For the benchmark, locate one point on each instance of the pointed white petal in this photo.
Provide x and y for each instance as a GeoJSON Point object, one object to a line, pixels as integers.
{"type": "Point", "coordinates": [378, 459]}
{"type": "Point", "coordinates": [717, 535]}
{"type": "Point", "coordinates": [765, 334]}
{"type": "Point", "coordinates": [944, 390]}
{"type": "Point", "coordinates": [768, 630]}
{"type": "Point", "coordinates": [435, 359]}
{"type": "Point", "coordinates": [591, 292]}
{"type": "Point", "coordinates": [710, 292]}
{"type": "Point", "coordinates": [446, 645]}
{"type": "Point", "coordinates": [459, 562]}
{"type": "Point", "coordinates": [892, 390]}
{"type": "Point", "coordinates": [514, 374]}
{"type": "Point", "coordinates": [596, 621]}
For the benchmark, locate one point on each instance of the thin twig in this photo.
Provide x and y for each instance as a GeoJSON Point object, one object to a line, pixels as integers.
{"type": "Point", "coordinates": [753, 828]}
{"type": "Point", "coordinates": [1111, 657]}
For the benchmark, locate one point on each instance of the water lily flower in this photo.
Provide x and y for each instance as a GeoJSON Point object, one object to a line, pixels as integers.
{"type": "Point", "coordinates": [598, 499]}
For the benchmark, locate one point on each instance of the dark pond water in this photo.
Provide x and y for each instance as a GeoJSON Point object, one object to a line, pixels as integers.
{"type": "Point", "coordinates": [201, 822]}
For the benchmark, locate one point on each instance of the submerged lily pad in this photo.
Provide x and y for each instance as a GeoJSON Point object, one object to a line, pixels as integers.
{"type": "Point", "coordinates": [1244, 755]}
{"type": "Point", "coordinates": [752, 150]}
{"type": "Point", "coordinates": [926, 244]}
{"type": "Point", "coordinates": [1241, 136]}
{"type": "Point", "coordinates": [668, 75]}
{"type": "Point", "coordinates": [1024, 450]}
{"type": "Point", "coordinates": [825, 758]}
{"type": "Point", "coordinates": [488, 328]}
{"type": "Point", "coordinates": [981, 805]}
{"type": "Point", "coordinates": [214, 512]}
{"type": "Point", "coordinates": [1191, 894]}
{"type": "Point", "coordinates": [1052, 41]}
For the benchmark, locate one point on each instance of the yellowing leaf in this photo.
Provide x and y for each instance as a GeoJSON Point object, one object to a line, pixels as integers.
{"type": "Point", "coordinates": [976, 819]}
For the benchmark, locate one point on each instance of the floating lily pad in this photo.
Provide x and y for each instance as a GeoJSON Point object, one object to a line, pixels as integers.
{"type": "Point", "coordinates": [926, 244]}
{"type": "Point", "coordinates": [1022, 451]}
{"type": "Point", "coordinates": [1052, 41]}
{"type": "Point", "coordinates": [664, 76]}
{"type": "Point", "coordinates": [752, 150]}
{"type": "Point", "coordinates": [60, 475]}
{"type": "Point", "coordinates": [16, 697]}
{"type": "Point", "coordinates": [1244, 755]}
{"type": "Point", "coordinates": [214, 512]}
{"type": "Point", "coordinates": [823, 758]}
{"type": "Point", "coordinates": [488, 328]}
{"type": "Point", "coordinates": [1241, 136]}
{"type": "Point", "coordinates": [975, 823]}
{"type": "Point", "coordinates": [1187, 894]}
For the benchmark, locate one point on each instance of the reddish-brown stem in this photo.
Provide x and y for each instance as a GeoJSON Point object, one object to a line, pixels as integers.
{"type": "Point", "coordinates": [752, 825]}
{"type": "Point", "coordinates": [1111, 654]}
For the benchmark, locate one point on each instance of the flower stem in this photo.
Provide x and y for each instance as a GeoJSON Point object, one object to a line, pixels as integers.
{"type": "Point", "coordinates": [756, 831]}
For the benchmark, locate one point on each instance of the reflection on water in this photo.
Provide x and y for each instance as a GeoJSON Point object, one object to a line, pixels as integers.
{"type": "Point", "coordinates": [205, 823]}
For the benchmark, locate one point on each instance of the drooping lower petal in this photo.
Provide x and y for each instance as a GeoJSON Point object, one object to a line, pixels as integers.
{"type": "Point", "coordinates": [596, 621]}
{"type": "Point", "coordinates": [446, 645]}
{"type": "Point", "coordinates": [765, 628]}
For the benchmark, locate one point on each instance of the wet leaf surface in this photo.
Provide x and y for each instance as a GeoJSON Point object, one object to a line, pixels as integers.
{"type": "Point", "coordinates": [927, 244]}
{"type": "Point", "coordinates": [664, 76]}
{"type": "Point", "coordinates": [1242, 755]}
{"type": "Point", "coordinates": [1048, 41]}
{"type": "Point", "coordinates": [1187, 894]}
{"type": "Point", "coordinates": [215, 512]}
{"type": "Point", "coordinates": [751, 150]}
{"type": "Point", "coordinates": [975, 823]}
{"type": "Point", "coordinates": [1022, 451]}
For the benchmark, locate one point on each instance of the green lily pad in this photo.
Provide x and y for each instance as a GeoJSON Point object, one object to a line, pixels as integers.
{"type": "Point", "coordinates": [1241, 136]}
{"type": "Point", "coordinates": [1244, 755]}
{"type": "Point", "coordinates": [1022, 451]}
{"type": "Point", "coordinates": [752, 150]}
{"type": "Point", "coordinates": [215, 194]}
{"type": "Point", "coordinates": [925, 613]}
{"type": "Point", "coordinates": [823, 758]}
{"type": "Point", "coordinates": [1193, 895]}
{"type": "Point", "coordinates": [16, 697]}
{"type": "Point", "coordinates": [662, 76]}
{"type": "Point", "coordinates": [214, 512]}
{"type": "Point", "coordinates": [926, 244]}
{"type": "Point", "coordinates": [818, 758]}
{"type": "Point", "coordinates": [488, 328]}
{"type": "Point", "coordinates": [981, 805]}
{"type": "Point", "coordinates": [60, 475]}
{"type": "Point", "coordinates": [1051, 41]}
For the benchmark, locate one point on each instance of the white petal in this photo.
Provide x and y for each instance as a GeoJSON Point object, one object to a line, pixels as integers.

---*---

**Given task:**
Exactly as written above, please repeat the entries.

**Final result:**
For the benchmark, locate one point on each instance of the pointed white petal in this photo.
Provide x and y for each instance as a GeoJSON Point object, one object to a line, pixels as integers.
{"type": "Point", "coordinates": [378, 459]}
{"type": "Point", "coordinates": [717, 535]}
{"type": "Point", "coordinates": [765, 334]}
{"type": "Point", "coordinates": [944, 390]}
{"type": "Point", "coordinates": [768, 630]}
{"type": "Point", "coordinates": [435, 359]}
{"type": "Point", "coordinates": [591, 292]}
{"type": "Point", "coordinates": [710, 292]}
{"type": "Point", "coordinates": [446, 645]}
{"type": "Point", "coordinates": [459, 562]}
{"type": "Point", "coordinates": [892, 390]}
{"type": "Point", "coordinates": [514, 374]}
{"type": "Point", "coordinates": [596, 621]}
For the benchmark, locate one point on each instance of the thin twig in this photo.
Provide x and y for each instance as a GeoJSON Point object, one object to a line, pixels as integers.
{"type": "Point", "coordinates": [753, 828]}
{"type": "Point", "coordinates": [1111, 657]}
For the benchmark, locate one point on each instance of the water lily flower in this photo.
Provide x and y for each instance as a GeoJSON Point object, one object to a line, pixels as integers.
{"type": "Point", "coordinates": [598, 499]}
For the benchmark, locate one point on each instance of the dark pond water in this photo.
Provide x and y for each instance as a GeoJSON Point object, one object to a line, pixels as integers.
{"type": "Point", "coordinates": [201, 822]}
For the benchmark, locate one point on each instance of the submerged lily pad in this photo.
Provide x and y for each instance as a GeoJSON Point object, one object to a line, pixels as integers.
{"type": "Point", "coordinates": [1244, 755]}
{"type": "Point", "coordinates": [752, 150]}
{"type": "Point", "coordinates": [926, 244]}
{"type": "Point", "coordinates": [1241, 136]}
{"type": "Point", "coordinates": [668, 75]}
{"type": "Point", "coordinates": [1024, 450]}
{"type": "Point", "coordinates": [825, 758]}
{"type": "Point", "coordinates": [488, 328]}
{"type": "Point", "coordinates": [981, 805]}
{"type": "Point", "coordinates": [214, 512]}
{"type": "Point", "coordinates": [1191, 894]}
{"type": "Point", "coordinates": [1052, 41]}
For the benchmark, locate one point on each instance of the yellowing leaf in this photo.
Provide x and y for each instance as a GeoJSON Point object, one object to a line, pixels as integers.
{"type": "Point", "coordinates": [976, 819]}
For the benchmark, locate one point on each instance of the floating lily pad in this photo.
Provide x and y for each instance as a GeoJSON Point object, one object to a line, pixels as integers.
{"type": "Point", "coordinates": [926, 244]}
{"type": "Point", "coordinates": [1022, 451]}
{"type": "Point", "coordinates": [1052, 41]}
{"type": "Point", "coordinates": [664, 76]}
{"type": "Point", "coordinates": [752, 150]}
{"type": "Point", "coordinates": [60, 475]}
{"type": "Point", "coordinates": [16, 697]}
{"type": "Point", "coordinates": [1244, 755]}
{"type": "Point", "coordinates": [214, 512]}
{"type": "Point", "coordinates": [823, 758]}
{"type": "Point", "coordinates": [488, 328]}
{"type": "Point", "coordinates": [1241, 136]}
{"type": "Point", "coordinates": [975, 823]}
{"type": "Point", "coordinates": [1187, 894]}
For the benchmark, locate one point on each instance of the reddish-brown stem in this photo.
Provide x and y for each instance as a GeoJSON Point object, one object to a line, pixels as integers.
{"type": "Point", "coordinates": [752, 825]}
{"type": "Point", "coordinates": [1111, 654]}
For the benchmark, locate one point on each instance of the flower stem in this photo.
Provide x and y for each instance as a GeoJSON Point object, one object to a line, pixels as integers.
{"type": "Point", "coordinates": [756, 831]}
For the benchmark, locate one point on each instance of the reflection on water in this photo.
Provide x and y for each instance as a GeoJSON Point object, one object to a line, pixels as integers.
{"type": "Point", "coordinates": [205, 823]}
For the benchmark, locate one point on each instance of the drooping lower petal in this photo.
Provide x and y for each instance as a GeoJSON Point object, one object to a line, pixels as integers.
{"type": "Point", "coordinates": [596, 621]}
{"type": "Point", "coordinates": [446, 645]}
{"type": "Point", "coordinates": [765, 628]}
For the benchmark, locate one point on each instance of the wet leaf surface in this photo.
Provide x and y for each instance as a GeoJSON Point object, one object to a line, pixels as integers.
{"type": "Point", "coordinates": [927, 244]}
{"type": "Point", "coordinates": [664, 76]}
{"type": "Point", "coordinates": [1242, 755]}
{"type": "Point", "coordinates": [1048, 41]}
{"type": "Point", "coordinates": [1187, 894]}
{"type": "Point", "coordinates": [215, 512]}
{"type": "Point", "coordinates": [751, 150]}
{"type": "Point", "coordinates": [975, 823]}
{"type": "Point", "coordinates": [1022, 451]}
For the benchmark, locate one point on each instance of the green lily pad in this photo.
Provide x and y for each instance as a GeoJSON Point object, one object to a line, pixels as integers.
{"type": "Point", "coordinates": [1241, 136]}
{"type": "Point", "coordinates": [1244, 755]}
{"type": "Point", "coordinates": [1022, 451]}
{"type": "Point", "coordinates": [752, 150]}
{"type": "Point", "coordinates": [215, 194]}
{"type": "Point", "coordinates": [925, 613]}
{"type": "Point", "coordinates": [823, 758]}
{"type": "Point", "coordinates": [1193, 895]}
{"type": "Point", "coordinates": [16, 697]}
{"type": "Point", "coordinates": [662, 76]}
{"type": "Point", "coordinates": [214, 512]}
{"type": "Point", "coordinates": [926, 244]}
{"type": "Point", "coordinates": [818, 758]}
{"type": "Point", "coordinates": [488, 328]}
{"type": "Point", "coordinates": [981, 805]}
{"type": "Point", "coordinates": [60, 475]}
{"type": "Point", "coordinates": [1051, 41]}
For the benchmark, locate one point on each instance of the white petal in this photo.
Provide x and y for each instance as a GeoJSON Point object, one object to a line, pixels as integers.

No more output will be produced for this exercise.